▸ Problem statement: Starting at the line with "target: grass" and ending after the line with "task: trace the outline of every instance of the grass", output those lines as a numbered list, skipping any blank lines.

── Material supplied ──

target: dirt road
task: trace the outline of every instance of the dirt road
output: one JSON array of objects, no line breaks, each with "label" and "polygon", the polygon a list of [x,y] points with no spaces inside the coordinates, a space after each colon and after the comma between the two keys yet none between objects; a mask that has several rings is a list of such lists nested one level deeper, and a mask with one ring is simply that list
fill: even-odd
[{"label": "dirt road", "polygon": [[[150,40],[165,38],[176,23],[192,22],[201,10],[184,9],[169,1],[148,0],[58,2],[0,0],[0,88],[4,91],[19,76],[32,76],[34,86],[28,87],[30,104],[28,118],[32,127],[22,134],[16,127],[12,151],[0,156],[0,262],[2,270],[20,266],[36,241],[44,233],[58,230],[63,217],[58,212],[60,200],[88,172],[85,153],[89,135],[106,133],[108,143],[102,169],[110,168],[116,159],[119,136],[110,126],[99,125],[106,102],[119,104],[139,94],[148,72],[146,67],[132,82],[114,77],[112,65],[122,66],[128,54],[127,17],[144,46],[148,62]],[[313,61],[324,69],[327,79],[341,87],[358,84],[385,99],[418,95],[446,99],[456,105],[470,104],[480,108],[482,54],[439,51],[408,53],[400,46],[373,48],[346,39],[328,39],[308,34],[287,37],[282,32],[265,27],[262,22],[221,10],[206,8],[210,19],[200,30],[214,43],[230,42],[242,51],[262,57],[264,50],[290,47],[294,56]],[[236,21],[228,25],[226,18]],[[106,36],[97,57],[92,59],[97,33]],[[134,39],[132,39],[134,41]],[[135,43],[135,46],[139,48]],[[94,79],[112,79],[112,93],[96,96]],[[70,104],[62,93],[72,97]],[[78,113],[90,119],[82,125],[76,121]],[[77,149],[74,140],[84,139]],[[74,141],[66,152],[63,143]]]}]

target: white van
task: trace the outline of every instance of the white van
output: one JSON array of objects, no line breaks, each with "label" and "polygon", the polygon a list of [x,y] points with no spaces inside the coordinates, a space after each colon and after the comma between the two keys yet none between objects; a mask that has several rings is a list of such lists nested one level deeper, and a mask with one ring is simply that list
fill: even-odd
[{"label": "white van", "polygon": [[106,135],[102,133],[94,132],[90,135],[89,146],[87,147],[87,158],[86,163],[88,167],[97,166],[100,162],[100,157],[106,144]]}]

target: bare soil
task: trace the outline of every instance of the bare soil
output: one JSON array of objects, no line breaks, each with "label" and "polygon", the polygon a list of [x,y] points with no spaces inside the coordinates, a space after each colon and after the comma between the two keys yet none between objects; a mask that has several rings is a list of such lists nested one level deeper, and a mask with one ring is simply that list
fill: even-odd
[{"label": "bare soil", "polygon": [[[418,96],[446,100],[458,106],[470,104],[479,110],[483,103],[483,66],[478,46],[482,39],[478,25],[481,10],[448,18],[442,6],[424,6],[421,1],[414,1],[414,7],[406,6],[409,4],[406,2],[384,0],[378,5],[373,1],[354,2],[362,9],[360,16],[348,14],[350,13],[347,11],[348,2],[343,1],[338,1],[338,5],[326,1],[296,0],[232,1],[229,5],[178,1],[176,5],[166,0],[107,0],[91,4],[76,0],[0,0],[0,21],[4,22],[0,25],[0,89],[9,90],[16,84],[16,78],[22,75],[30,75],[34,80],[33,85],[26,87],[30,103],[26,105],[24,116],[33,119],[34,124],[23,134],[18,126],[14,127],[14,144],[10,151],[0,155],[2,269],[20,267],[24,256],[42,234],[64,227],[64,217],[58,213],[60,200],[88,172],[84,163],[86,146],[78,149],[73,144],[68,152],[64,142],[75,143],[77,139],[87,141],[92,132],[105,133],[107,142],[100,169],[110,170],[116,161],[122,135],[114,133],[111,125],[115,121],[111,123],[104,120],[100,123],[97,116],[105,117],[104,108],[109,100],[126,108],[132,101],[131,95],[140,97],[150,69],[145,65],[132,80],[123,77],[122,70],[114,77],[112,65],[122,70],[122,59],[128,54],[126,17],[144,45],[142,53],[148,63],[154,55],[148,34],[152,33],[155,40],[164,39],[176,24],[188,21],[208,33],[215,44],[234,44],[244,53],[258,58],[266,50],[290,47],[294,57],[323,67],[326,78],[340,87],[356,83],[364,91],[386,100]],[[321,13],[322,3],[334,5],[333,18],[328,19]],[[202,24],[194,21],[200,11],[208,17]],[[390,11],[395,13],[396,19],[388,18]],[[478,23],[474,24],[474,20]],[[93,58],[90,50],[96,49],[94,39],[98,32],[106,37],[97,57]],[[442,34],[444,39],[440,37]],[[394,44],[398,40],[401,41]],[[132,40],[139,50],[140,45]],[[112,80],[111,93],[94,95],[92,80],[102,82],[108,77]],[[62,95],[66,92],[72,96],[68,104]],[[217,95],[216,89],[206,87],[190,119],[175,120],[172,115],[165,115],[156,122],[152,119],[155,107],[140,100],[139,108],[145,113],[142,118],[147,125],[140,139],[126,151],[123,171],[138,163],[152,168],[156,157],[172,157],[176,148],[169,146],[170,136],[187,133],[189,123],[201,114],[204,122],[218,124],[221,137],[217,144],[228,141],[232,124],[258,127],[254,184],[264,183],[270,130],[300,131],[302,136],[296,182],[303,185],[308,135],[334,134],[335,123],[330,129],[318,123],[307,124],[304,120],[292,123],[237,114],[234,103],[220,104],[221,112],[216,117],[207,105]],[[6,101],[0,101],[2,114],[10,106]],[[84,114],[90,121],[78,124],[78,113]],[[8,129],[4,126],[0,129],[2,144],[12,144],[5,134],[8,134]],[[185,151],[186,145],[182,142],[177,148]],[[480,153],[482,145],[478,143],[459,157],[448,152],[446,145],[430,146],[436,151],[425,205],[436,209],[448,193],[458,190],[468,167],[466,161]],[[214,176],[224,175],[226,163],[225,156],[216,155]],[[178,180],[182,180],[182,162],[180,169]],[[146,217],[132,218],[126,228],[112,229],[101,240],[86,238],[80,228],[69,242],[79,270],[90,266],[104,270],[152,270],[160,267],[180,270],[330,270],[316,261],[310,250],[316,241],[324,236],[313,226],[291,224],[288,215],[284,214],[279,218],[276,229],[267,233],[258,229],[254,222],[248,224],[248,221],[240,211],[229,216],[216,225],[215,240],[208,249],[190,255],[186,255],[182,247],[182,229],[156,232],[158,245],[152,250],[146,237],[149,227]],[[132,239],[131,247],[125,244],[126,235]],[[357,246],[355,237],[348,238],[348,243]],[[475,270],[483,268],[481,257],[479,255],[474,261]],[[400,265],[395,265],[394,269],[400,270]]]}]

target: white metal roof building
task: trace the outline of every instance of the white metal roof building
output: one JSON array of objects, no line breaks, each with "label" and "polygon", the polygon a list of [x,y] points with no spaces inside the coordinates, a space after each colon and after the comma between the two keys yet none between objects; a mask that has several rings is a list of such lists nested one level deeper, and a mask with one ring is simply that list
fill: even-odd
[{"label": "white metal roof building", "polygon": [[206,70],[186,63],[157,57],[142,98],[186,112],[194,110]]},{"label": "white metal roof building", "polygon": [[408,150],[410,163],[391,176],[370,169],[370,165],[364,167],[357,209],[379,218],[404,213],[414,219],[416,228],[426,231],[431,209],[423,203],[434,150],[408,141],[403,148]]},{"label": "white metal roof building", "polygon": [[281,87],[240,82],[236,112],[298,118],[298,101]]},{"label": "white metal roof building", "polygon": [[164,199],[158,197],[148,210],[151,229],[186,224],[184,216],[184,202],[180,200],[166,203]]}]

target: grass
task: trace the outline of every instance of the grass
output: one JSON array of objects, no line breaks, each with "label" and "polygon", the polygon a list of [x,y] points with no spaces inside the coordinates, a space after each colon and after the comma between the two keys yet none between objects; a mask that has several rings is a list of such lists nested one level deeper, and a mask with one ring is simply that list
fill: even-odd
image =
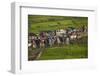
[{"label": "grass", "polygon": [[87,58],[87,48],[78,45],[46,48],[39,60]]},{"label": "grass", "polygon": [[[62,20],[60,20],[61,18]],[[67,27],[80,28],[82,25],[87,26],[88,18],[30,15],[28,16],[28,22],[30,24],[28,32],[39,33],[40,31],[57,30]],[[38,60],[88,58],[87,47],[87,37],[85,37],[82,40],[75,41],[74,44],[45,48]],[[34,51],[36,50],[28,49],[28,56],[32,56]]]},{"label": "grass", "polygon": [[40,31],[57,30],[61,28],[65,29],[67,27],[79,28],[82,25],[87,26],[87,19],[88,19],[87,17],[64,17],[64,16],[60,17],[60,16],[35,16],[35,15],[30,16],[29,15],[28,22],[30,24],[30,27],[28,28],[28,31],[39,33]]},{"label": "grass", "polygon": [[45,48],[38,60],[88,58],[86,39],[87,38],[85,37],[82,40],[79,40],[79,42],[70,45]]}]

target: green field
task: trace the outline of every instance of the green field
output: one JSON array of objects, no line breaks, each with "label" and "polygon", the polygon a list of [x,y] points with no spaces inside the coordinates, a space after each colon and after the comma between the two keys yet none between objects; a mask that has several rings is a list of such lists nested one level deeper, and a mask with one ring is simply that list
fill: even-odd
[{"label": "green field", "polygon": [[88,58],[86,39],[83,38],[79,42],[70,45],[46,48],[39,60]]},{"label": "green field", "polygon": [[[64,17],[64,16],[28,16],[28,32],[38,34],[41,31],[66,29],[67,27],[80,28],[88,26],[87,17]],[[83,34],[84,35],[84,34]],[[35,60],[53,60],[53,59],[80,59],[88,58],[88,36],[85,35],[82,39],[76,40],[70,45],[60,45],[48,48],[41,48],[42,54]],[[38,49],[28,49],[28,58],[33,56],[33,53]],[[40,49],[39,49],[40,50]],[[34,59],[33,59],[34,60]]]}]

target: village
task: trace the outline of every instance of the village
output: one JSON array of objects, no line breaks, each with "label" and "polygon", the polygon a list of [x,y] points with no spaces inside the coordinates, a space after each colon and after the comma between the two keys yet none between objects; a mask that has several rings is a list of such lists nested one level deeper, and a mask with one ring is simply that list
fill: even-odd
[{"label": "village", "polygon": [[28,47],[31,48],[47,48],[61,45],[72,44],[75,40],[82,38],[87,34],[87,28],[59,29],[53,31],[41,31],[39,34],[29,33]]}]

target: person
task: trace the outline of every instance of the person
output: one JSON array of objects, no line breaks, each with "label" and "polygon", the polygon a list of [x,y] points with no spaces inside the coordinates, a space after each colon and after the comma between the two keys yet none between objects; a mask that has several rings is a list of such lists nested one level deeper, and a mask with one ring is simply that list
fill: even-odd
[{"label": "person", "polygon": [[39,37],[36,38],[35,43],[36,43],[36,48],[40,48],[40,39],[39,39]]}]

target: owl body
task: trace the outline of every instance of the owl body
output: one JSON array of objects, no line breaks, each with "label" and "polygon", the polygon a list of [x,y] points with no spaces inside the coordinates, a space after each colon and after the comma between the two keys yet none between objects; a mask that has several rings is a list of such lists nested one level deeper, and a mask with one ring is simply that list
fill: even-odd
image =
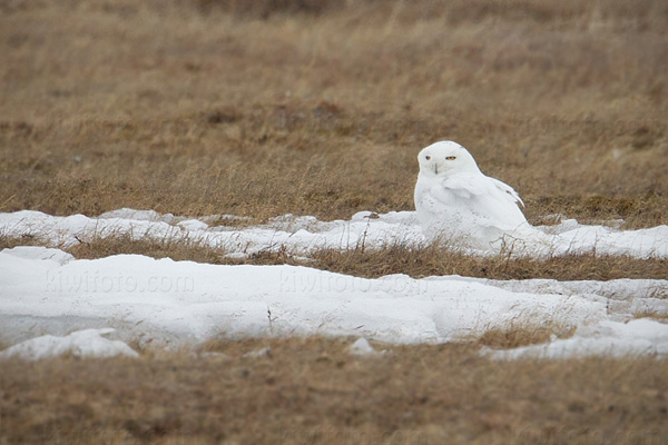
[{"label": "owl body", "polygon": [[485,249],[531,227],[512,187],[484,176],[459,144],[433,144],[418,159],[415,209],[428,238]]}]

───

▸ Solution below:
1. target: grass
2. task: trace the outline of every instance of the grass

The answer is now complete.